Prior Art Discussion There are a large number of different types of heat exchangers in general use. In shell-in-tube type heat exchangers one fluid passes through tubes extending through a shell and another passes through the shell. Heat is transferred between the fluids as they flow through the tubes and the shell. In plate type heat exchangers a plurality of plates are sandwiched together and heat transfer occurs across the plates. One advantage of plate heat exchangers is that they can be readily opened and the plates separated for cleaning.

Conventional heat exchangers are generally expensive. Further, most are not suitable for use with fluids which may contain solid/particulate material such as waste products. Plate heat exchangers can be used for such fluids, however they regularly become clogged and must be opened for cleaning. Such clogging also leads to a reduction in heat transfer efficiency.

# Recorded data

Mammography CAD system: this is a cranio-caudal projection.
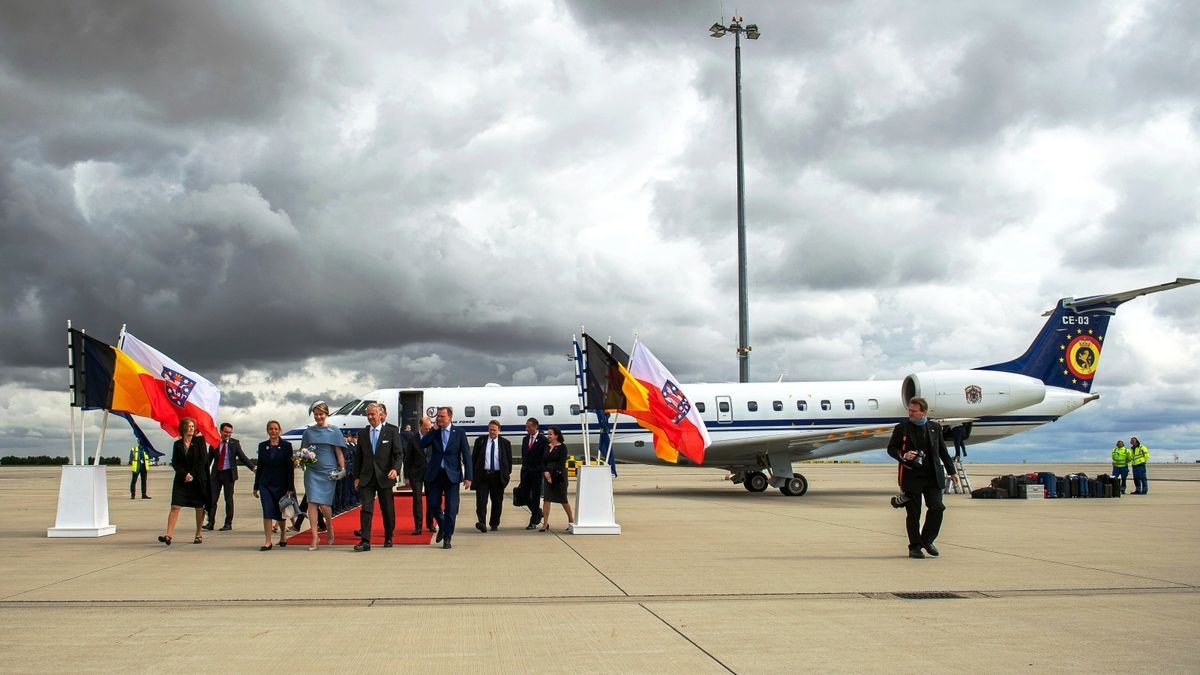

# What is being asked
Reproduce the heat exchanger passage in full, word for word. The lines above come from a different source than the heat exchanger passage.

# Response
Prior Art Discussion There are a large number of different types of heat exchangers in general use. In shell-in-tube type heat exchangers one fluid passes through tubes extending through a shell and another passes through the shell. Heat is transferred between the fluids as they flow through the tubes and the shell. In plate type heat exchangers a plurality of plates are sandwiched together and heat transfer occurs across the plates. One advantage of plate heat exchangers is that they can be readily opened and the plates separated for cleaning.

Conventional heat exchangers are generally expensive. Further, most are not suitable for use with fluids which may contain solid/particulate material such as waste products. Plate heat exchangers can be used for such fluids, however they regularly become clogged and must be opened for cleaning. Such clogging also leads to a reduction in heat transfer efficiency.